▶ [Page]:
>>>>>
|By Business Wire||
|August 12, 2013 08:30 AM EDT||
Accenture (NYSE: ACN) today announced its intent to acquire PRION Group – a leading consulting and systems integrator that specializes in Siemens Product Lifecycle Management (PLM) Software. The acquisition will strengthen Accenture’s PLM skills and enhance its ability to help clients deliver products to customers faster and more efficiently.
PRION Group provides PLM strategy and process consultancy, system implementation, data migration, application management and PLM as a managed service. With the acquisition of PRION Group, Accenture will expand its end-to-end PLM offering by combining PRION Group’s full range of PLM services with Accenture’s existing PLM capabilities. Combining PRION Group with Accenture’s management consulting, technology and outsourcing capabilities will create a market-leading global PLM offering for a range of industries, including industrial equipment, automotive, consumer goods, and aerospace and defense.
Koen Deryckere, senior managing director with Accenture said: “With manufacturing companies spending as much as 25 percent of their revenues on innovation and product development, PLM can help them avoid investments in products that are either late to market or don’t fully address customer requirements. The combination of PRION Group’s PLM specialist skills and Accenture’s industrialized delivery methodologies and global scale will help clients tackle the fragmented system and process landscape in the product development space, which many companies face today.”
<<<<<
▶ [Stored data]:
>>>>>
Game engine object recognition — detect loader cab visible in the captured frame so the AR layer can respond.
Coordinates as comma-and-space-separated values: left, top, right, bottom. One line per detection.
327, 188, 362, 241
<<<<<
▶ [What you will do]:
Pick up the Accenture and PRION Group press release after its last sentence and keep writing it.

▶ [Written answer]:
PRION Group’s skilled workforce specializes in implementing Siemens PLM Software to help clients achieve the maximum business benefits the software can provide by improving product data management, reducing development times and more efficiently delivering products to customers faster. PRION Group’s clients span a range of industries, including automotive, aerospace and defense, transportation and engineering and consumer electronics.
Dr. Joseph Unger, managing partner of PRION Group, said: “The combined capabilities of PRION Group and Accenture will enable us to offer clients the full range of services needed to improve the critical processes that get products to market quicker and more efficiently. We will help tackle key pain points of PLM projects and support clients as they seek to reduce the cost of PLM activities while increasing the traceability of products and data transparency.”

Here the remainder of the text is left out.